■ SOURCE EXTRACT:
= = = = =
Verify Service Health

Once the training job is running, check that the GenRM service is healthy:

bash

curl http://localhost:8000/genrm/health

Expected response:

json

{
  "status": "healthy",
  "service": "genrm"
}

Configuration

GenRM-Specific CLI Arguments

Argument	Type	Default	Description
`--genrm-model-path`	`str`	`None`	GenRM model path. Setting this enables GenRM
`--genrm-num-gpus`	`int`	`1`	Total number of GPUs for GenRM
`--genrm-num-gpus-per-engine`	`int`	`1`	Number of GPUs per GenRM engine instance
`--genrm-engine-config`	`JSON`	`None`	JSON dict for engine initialization (e.g., `max_context_len`, `dp_size`, `pp_size`)
`--genrm-sampling-config`	`JSON`	`None`	JSON dict for sampling parameters

Engine Config Keys

Key	Type	Default	Description
`max_context_len`	`int`	`8192`	Maximum context length
`dp_size`	`int`	`1`	Data parallelism size
`pp_size`	`int`	`1`	Pipeline parallelism size
`ep_size`	`int`	`1`	Expert parallelism size
`mem_fraction_static`	`float`	SGLang default	Per-engine SGLang static memory fraction. Set this in shared-GPU colocate mode (see below).

Sampling Config Keys

Key	Type	Default	Description
`temperature`	`float`	`0.1`	Sampling temperature
`top_p`	`float`	`1.0`	Nucleus sampling probability
`top_k`	`int`	`-1`	Top-k sampling (-1 disables)
`max_response_len`	`int`	`4096`	Maximum response length

Resource Allocation

GenRM is included in the --resource JSON as a "genrm" role. The format is [num_groups, num_gpus_per_group].
= = = = =
■ SUPPLIED MATERIAL:
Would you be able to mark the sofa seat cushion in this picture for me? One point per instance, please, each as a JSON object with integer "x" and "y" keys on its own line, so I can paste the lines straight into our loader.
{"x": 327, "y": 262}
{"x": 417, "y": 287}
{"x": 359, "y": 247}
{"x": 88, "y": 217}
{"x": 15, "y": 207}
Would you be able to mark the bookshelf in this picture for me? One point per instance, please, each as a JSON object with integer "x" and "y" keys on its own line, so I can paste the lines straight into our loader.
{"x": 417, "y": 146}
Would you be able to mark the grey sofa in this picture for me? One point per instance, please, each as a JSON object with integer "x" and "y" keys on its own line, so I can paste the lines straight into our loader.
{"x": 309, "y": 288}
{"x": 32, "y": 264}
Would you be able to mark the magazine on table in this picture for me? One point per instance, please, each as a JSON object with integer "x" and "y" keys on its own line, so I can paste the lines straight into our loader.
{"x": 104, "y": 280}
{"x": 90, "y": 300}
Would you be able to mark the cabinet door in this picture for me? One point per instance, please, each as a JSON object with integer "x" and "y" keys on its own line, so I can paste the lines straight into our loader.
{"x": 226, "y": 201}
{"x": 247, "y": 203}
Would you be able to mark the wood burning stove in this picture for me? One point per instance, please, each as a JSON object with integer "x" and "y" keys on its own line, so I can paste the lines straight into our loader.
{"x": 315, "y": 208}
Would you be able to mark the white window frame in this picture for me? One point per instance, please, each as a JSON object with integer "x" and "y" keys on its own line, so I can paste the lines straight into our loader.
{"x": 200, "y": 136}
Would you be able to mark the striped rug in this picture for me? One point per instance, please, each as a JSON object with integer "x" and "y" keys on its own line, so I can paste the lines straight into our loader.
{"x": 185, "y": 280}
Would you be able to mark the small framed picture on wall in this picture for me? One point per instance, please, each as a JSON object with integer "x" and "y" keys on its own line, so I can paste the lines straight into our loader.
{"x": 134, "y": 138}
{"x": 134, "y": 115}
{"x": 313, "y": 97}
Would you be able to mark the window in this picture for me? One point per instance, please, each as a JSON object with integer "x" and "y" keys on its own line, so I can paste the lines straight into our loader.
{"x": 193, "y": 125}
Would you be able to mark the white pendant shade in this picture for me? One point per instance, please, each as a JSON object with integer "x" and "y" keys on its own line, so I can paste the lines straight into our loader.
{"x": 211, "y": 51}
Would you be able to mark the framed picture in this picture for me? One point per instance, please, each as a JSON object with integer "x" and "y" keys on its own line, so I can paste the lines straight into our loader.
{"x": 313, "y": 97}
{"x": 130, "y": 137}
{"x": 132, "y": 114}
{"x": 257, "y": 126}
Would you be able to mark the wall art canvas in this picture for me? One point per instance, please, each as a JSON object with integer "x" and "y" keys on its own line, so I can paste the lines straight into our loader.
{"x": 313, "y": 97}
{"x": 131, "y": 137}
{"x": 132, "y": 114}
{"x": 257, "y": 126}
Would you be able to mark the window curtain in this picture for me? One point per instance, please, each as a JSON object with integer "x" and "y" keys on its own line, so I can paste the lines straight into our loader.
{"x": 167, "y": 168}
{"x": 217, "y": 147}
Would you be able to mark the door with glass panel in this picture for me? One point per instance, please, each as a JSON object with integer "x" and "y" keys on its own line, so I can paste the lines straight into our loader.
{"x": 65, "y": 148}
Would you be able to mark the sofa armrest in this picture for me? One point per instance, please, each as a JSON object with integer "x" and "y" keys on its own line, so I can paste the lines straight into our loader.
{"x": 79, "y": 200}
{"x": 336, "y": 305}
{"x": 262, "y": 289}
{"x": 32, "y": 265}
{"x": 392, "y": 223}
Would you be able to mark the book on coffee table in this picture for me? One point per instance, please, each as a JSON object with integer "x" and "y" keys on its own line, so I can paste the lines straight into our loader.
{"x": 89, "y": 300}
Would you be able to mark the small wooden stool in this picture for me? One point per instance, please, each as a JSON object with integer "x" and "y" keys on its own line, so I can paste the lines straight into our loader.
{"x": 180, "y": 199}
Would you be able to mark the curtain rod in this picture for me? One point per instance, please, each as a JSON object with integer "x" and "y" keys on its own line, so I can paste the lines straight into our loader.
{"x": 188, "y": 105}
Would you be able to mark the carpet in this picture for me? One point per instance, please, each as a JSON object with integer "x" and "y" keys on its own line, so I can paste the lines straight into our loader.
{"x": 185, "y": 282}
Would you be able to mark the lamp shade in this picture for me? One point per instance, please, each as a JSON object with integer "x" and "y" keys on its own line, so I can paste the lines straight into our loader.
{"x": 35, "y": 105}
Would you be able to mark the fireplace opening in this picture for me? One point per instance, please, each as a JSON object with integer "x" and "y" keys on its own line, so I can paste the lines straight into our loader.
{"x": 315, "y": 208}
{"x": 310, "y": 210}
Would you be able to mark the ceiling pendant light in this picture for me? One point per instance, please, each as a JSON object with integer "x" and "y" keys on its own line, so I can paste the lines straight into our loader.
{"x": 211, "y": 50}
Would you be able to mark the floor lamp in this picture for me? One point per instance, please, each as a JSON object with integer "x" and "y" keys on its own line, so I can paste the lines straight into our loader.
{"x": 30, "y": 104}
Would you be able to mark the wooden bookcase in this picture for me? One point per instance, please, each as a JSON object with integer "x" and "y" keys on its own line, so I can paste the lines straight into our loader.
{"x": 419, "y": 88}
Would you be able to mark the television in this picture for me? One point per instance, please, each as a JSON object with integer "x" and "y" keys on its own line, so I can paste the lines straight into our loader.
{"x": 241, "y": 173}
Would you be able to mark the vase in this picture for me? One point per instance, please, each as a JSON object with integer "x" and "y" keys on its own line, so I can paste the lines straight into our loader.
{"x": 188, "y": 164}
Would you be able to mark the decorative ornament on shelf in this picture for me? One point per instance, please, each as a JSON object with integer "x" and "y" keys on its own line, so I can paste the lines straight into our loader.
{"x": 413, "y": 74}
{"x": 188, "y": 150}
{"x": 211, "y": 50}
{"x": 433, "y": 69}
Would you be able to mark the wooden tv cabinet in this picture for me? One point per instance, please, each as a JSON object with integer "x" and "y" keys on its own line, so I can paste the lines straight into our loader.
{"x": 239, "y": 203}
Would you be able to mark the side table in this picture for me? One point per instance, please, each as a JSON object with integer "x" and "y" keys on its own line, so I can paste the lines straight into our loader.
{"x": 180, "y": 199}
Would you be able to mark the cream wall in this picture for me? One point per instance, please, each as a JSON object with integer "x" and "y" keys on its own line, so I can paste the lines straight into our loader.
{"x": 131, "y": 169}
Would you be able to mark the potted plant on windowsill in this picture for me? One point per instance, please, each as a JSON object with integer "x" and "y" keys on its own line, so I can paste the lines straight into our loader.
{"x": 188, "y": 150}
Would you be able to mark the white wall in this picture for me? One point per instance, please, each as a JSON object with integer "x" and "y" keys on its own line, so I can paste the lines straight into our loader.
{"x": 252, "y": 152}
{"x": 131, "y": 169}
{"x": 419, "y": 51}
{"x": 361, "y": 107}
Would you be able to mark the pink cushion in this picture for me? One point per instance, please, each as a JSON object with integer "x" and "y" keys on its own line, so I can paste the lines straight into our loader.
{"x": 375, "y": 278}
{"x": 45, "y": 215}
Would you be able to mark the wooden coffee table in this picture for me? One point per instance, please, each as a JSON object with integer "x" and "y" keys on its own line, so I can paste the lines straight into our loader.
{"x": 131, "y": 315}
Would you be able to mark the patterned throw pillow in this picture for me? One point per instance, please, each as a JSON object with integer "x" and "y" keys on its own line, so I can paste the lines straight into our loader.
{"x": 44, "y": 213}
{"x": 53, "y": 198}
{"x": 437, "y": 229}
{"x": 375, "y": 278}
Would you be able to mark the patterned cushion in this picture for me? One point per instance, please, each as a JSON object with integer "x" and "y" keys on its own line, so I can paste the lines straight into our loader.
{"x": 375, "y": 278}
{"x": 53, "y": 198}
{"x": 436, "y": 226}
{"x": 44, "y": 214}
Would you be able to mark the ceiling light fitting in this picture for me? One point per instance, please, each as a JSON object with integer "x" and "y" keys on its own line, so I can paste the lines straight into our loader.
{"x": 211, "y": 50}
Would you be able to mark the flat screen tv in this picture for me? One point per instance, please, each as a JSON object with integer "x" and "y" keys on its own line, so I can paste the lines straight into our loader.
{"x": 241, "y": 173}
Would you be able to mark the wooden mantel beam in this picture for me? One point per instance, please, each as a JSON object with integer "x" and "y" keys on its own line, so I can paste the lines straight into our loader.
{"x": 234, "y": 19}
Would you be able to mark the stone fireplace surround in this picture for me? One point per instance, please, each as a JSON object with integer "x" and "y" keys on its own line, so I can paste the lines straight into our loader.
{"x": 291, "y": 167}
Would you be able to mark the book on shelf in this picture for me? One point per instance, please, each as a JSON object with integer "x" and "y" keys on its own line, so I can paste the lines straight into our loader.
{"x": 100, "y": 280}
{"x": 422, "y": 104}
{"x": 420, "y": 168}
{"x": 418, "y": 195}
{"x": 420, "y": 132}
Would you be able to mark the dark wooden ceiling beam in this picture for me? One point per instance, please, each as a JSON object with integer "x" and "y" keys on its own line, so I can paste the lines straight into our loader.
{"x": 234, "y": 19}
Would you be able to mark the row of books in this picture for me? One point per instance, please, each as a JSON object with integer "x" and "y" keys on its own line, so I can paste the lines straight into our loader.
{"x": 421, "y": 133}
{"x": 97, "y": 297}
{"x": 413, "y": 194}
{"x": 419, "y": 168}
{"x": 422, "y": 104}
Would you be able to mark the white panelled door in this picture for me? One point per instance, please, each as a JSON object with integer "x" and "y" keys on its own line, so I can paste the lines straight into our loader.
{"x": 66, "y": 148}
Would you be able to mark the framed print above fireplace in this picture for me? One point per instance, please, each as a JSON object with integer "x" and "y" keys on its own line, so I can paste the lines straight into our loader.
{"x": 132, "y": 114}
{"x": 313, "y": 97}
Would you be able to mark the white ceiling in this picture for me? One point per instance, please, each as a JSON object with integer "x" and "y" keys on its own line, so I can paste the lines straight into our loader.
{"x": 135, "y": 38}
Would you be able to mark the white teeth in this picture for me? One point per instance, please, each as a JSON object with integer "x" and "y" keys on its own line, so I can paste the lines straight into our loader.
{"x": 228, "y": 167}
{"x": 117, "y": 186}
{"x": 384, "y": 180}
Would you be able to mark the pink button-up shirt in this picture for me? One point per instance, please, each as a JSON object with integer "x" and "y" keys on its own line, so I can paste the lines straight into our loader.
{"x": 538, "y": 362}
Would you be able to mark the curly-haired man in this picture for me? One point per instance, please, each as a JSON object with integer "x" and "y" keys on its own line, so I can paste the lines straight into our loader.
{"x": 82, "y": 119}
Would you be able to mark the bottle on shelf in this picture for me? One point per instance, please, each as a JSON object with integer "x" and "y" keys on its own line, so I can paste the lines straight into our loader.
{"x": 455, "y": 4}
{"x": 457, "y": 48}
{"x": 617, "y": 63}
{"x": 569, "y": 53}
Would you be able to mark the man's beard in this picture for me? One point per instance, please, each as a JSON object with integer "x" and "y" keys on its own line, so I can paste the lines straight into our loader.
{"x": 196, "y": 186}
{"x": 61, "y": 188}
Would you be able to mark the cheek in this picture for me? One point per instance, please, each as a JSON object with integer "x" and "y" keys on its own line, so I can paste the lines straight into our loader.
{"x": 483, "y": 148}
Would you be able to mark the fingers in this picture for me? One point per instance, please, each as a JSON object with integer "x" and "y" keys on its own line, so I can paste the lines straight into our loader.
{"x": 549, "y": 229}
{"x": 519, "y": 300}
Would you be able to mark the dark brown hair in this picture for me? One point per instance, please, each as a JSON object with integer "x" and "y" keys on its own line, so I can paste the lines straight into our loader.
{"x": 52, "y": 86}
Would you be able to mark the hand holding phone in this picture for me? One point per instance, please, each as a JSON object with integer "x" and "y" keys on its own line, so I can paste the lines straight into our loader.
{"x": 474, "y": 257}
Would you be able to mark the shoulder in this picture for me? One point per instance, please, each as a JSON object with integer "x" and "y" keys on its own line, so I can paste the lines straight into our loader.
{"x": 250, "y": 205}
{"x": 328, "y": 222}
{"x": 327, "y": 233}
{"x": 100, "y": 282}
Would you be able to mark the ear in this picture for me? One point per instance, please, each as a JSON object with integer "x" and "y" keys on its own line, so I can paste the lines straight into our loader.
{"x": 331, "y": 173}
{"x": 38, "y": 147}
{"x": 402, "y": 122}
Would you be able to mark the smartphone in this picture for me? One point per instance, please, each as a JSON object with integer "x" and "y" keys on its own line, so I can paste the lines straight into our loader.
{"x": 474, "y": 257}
= = = = =
■ BRIEF 1:
In the GenRM configuration guide, what is the default value of the sampling temperature?
■ BRIEF 2:
Extend the GenRM configuration guide past its final sentence.

■ EXERCISE RESPONSE 1:
0.1

■ EXERCISE RESPONSE 2:
Colocated / Split (small GenRM, default):

bash

python3 relax/entrypoints/train.py \
    --genrm-model-path /path/to/genrm/model \
    --genrm-num-gpus-per-engine 4 \
    --genrm-engine-config '{"max_context_len": 10240}' \
    --genrm-sampling-config '{"temperature": 0.1, "top_p": 1.0, "top_k": -1, "max_response_len": 1024}' \
    --resource '{"actor": [1, 8], "rollout": [1, 4], "genrm": [1, 4]}' \
    --colocate \
    --rm-type dapo-genrm

Colocated / Shared (large GenRM, NEW): set rollout and genrm to the full actor allocation; the framework auto-detects shared mode and lets the two engines split each GPU's memory via mem_fraction_static:

bash

python3 relax/entrypoints/train.py \
    --genrm-model-path /path/to/genrm/model \
    --genrm-num-gpus-per-engine 8 \
    --genrm-engine-config '{"max_context_len": 10240, "mem_fraction_static": 0.3}' \
    --genrm-sampling-config '{"temperature": 0.1, "top_p": 1.0, "top_k": -1, "max_response_len": 1024}' \
    --rollout-num-gpus-per-engine 1 \
    --sglang-mem-fraction-static 0.6 \
    --resource '{"actor": [1, 8], "rollout": [1, 8], "genrm": [1, 8]}' \
    --colocate \
    --rm-type dapo-genrm

Auto-detected colocate sub-mode

On --colocate with GenRM, the GPU layout determines the sub-mode automatically:

Allocation	Sub-mode
`rollout_num_gpus + genrm_num_gpus == actor_total`	Split (rollout and genrm on disjoint bundles)
`rollout_num_gpus == genrm_num_gpus == actor_total`	Shared (rollout and genrm on the same bundles)
Anything else	Rejected at startup with a clear error

Set mem_fraction_static in shared mode

In shared mode the two SGLang engines live on the same GPUs. You must size their mem_fraction_static so that the sum is < 1.0 (≤ 0.9 recommended; the rest covers cuda graphs and activations). Rollout reads --sglang-mem-fraction-static (or YAML overrides via --sglang-config); GenRM reads mem_fraction_static inside --genrm-engine-config.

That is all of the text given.